Rows:
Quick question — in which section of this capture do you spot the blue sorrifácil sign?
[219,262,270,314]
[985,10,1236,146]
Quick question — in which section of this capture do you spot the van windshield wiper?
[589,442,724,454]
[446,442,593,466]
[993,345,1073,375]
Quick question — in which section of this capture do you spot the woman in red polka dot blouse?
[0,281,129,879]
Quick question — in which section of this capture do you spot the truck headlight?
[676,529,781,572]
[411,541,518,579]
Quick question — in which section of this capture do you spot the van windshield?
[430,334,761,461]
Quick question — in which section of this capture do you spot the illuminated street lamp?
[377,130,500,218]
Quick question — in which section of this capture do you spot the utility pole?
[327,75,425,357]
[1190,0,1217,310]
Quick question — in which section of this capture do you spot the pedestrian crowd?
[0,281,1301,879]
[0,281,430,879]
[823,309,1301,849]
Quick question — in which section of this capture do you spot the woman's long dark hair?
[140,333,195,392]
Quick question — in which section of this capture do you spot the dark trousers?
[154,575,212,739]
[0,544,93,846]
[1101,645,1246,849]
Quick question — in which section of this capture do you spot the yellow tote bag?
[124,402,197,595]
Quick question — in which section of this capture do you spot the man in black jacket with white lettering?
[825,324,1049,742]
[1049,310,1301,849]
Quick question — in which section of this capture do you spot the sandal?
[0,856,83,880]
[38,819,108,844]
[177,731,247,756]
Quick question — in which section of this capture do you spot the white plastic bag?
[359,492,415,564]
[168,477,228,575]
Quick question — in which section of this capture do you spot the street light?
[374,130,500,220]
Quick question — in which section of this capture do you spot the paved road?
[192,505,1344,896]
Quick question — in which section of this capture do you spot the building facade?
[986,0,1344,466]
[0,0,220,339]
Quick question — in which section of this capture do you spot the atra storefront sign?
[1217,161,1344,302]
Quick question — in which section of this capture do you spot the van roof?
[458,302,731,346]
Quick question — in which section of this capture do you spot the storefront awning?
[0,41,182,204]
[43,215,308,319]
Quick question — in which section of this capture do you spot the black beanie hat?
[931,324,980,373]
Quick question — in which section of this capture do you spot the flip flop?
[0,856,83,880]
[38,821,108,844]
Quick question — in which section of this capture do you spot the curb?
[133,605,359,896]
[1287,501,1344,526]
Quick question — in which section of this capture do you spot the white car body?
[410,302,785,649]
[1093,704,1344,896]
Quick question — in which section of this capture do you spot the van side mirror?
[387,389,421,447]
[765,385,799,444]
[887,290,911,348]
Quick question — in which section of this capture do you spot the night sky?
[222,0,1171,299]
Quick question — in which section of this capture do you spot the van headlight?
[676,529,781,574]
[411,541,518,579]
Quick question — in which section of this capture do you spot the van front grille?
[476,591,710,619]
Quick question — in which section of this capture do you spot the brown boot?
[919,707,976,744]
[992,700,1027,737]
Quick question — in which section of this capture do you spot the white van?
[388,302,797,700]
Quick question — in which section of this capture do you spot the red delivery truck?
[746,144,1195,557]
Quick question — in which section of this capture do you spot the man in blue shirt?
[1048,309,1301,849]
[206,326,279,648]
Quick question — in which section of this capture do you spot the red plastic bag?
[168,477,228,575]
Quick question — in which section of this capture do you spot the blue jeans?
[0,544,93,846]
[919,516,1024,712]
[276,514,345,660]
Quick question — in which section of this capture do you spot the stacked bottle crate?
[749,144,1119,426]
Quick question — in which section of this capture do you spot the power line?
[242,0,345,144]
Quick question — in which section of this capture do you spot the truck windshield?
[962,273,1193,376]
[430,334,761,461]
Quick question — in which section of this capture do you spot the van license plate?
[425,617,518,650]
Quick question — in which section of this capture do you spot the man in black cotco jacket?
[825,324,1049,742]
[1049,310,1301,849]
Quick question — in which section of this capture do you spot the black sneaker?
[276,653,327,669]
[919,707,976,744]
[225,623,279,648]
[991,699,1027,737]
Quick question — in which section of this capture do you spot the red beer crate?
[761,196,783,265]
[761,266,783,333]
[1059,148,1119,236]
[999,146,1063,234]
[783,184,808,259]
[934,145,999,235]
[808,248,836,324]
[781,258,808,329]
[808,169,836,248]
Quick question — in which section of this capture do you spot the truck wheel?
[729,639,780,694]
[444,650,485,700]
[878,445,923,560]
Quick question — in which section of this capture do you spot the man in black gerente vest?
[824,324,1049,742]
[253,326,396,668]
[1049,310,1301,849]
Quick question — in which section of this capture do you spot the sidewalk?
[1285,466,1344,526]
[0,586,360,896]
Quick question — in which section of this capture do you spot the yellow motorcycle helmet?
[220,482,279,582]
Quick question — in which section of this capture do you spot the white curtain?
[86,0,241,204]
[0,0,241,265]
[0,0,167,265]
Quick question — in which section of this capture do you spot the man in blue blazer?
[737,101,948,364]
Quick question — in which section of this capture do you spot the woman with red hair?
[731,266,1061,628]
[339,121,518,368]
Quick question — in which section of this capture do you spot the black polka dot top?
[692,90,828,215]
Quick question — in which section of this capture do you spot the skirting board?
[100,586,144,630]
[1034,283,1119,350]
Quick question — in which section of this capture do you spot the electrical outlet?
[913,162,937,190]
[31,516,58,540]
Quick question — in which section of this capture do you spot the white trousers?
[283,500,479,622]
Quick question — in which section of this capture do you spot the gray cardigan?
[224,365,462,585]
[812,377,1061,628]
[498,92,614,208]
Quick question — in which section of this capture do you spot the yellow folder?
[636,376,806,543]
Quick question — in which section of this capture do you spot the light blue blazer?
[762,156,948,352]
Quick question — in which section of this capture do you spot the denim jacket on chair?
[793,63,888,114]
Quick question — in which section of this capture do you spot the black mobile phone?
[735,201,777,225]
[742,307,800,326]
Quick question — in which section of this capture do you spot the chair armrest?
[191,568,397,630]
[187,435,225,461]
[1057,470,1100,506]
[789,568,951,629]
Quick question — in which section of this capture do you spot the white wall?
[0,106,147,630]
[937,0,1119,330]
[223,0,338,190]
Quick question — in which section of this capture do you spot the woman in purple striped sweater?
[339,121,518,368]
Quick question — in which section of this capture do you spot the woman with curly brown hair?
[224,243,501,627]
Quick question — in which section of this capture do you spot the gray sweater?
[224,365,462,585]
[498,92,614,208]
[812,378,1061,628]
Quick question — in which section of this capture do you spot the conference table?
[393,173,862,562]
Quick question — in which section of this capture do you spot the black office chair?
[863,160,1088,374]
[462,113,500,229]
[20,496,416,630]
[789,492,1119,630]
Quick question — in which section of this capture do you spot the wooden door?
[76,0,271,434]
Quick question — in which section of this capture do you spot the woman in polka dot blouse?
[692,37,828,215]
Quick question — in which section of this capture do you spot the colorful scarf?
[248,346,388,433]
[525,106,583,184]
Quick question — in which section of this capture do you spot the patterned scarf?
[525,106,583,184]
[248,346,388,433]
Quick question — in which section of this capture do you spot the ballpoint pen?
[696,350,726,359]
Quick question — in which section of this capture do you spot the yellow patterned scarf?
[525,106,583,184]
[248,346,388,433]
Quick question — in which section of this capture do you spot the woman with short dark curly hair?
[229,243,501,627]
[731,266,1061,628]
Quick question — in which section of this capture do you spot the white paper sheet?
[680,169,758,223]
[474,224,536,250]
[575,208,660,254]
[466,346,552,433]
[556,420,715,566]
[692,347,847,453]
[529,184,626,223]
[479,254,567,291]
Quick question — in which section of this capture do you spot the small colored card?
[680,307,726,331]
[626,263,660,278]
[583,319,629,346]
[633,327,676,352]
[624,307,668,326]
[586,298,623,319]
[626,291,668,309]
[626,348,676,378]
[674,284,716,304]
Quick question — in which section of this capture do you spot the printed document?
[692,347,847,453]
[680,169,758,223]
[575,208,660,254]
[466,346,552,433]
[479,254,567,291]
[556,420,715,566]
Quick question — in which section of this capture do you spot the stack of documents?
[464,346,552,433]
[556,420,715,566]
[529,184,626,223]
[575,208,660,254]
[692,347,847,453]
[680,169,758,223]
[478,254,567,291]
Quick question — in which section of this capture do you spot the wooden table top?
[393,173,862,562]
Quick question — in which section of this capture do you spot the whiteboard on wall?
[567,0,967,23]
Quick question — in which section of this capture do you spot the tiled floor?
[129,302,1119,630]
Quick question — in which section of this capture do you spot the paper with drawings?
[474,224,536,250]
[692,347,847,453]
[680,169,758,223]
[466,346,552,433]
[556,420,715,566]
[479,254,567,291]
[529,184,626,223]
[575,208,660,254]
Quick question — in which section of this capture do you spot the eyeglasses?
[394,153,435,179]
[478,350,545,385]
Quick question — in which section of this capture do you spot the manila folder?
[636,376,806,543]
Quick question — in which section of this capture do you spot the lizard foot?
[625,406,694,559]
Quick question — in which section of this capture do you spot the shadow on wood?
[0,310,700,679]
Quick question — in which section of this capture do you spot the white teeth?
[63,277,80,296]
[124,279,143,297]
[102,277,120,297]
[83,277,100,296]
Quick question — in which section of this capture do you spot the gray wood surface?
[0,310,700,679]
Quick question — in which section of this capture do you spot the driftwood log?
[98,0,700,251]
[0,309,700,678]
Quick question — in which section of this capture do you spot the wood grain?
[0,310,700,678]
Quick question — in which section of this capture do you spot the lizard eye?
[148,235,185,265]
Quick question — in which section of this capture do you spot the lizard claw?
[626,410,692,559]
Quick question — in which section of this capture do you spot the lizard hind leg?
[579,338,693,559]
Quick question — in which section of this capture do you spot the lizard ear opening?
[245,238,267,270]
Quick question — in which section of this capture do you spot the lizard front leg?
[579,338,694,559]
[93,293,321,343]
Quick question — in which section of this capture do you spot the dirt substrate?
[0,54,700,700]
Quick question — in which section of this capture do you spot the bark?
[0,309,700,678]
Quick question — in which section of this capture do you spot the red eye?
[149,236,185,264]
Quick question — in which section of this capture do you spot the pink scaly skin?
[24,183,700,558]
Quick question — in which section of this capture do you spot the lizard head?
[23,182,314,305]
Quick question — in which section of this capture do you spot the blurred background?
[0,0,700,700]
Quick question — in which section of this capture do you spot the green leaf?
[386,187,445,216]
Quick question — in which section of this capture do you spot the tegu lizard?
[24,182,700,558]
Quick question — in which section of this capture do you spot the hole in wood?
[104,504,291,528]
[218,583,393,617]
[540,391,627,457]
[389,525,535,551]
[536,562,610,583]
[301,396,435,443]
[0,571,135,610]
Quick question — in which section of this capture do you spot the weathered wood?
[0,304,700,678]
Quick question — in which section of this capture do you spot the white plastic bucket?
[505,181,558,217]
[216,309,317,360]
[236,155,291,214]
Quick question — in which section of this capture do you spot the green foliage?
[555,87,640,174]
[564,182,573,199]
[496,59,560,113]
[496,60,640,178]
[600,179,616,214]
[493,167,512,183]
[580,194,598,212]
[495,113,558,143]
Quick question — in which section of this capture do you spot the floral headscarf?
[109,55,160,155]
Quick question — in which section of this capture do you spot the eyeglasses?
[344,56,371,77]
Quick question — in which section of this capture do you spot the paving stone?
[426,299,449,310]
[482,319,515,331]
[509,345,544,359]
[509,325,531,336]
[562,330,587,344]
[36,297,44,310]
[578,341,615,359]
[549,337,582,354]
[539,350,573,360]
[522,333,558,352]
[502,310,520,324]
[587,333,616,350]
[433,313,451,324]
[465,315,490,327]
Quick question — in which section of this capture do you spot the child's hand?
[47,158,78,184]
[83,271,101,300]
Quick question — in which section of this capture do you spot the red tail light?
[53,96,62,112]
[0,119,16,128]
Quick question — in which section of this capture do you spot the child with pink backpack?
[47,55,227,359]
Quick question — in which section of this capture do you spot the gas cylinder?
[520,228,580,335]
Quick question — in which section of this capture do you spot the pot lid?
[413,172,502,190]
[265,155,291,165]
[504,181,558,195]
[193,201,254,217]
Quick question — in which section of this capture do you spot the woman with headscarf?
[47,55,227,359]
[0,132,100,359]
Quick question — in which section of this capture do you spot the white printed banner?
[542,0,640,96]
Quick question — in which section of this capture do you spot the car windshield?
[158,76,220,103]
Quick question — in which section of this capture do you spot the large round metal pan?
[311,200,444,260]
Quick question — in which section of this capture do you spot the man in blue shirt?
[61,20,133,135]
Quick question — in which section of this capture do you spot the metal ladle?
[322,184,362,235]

What needs to be done: Rewrite the part of the data that opens with the line containing "the chair armrest?" and closes with the line containing "[223,0,338,190]", substituting "painted wall" for "white wall" and leaving everything else unchanged. Give only those lines.

Answer to the exercise:
Quick question — in which section of this capture do you spot the chair armrest?
[191,568,397,630]
[187,435,225,461]
[1057,470,1100,506]
[789,568,951,629]
Quick question — in which section of this capture do you spot the painted wall?
[0,106,147,630]
[937,0,1119,330]
[223,0,338,190]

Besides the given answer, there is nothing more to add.